| Record list |
-- Start --
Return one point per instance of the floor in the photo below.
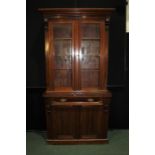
(118, 145)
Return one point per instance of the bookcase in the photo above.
(76, 96)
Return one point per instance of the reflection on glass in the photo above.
(62, 78)
(62, 31)
(62, 34)
(89, 78)
(90, 30)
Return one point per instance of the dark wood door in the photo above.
(61, 55)
(93, 122)
(92, 70)
(64, 122)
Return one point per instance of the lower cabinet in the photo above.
(73, 121)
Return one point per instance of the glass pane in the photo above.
(62, 34)
(90, 55)
(62, 78)
(62, 31)
(90, 62)
(62, 47)
(89, 78)
(63, 62)
(90, 47)
(90, 30)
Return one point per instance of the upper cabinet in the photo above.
(77, 53)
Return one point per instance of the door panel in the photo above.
(64, 121)
(89, 55)
(62, 51)
(93, 122)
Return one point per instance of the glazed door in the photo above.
(92, 55)
(61, 35)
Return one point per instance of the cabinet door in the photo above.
(61, 63)
(92, 55)
(93, 122)
(64, 121)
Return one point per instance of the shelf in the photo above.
(62, 38)
(63, 68)
(90, 38)
(90, 69)
(87, 55)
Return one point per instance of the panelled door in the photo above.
(92, 55)
(77, 56)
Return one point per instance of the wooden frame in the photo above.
(87, 109)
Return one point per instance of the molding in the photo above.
(78, 141)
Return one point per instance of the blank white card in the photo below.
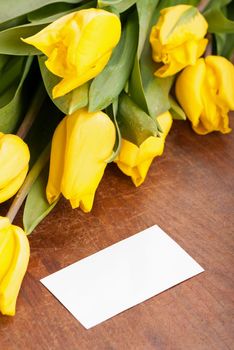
-- End --
| What the exercise asks |
Recast the data above as a numbered list, one line per item, skipping any blank lines and leaving out the pictures.

| Written solution |
1. Return one point per instance of the floor in the photo below.
2. (118, 145)
3. Return one point per instance of the bookcase in the photo above.
4. (76, 96)
5. Return one point per instance of the reflection on glass in the photo above.
6. (62, 78)
7. (62, 31)
8. (62, 34)
9. (89, 78)
10. (90, 30)
11. Return one point per instance of the dark wood door in the photo above.
12. (61, 55)
13. (93, 122)
14. (92, 70)
15. (64, 122)
16. Return one point per instance of the lower cabinet in the photo above.
17. (73, 121)
18. Return one point per instance of the glass pane in the photo above.
19. (62, 34)
20. (90, 55)
21. (62, 78)
22. (62, 31)
23. (90, 62)
24. (62, 47)
25. (89, 78)
26. (63, 62)
27. (90, 47)
28. (90, 30)
29. Return one point per instance of the upper cabinet in the photo above.
30. (77, 53)
31. Return one point per instance of the door panel in the photo above.
32. (64, 121)
33. (89, 55)
34. (62, 51)
35. (93, 122)
36. Return one point per instance of the glazed door in the photo above.
37. (92, 55)
38. (61, 35)
39. Return one point per instance of the cabinet door in the photo above.
40. (61, 63)
41. (92, 55)
42. (93, 122)
43. (64, 121)
44. Return one point per instance of the shelf in the photo above.
45. (62, 38)
46. (63, 68)
47. (90, 38)
48. (90, 69)
49. (87, 55)
50. Return one point per instance of the panelled door in the photo above.
51. (92, 55)
52. (77, 56)
53. Return one point per instance of the wooden frame in the photo above.
54. (87, 109)
55. Return one point per instance of the molding in the photo above.
56. (78, 141)
57. Return one point per instance of the blank white card in the photo below.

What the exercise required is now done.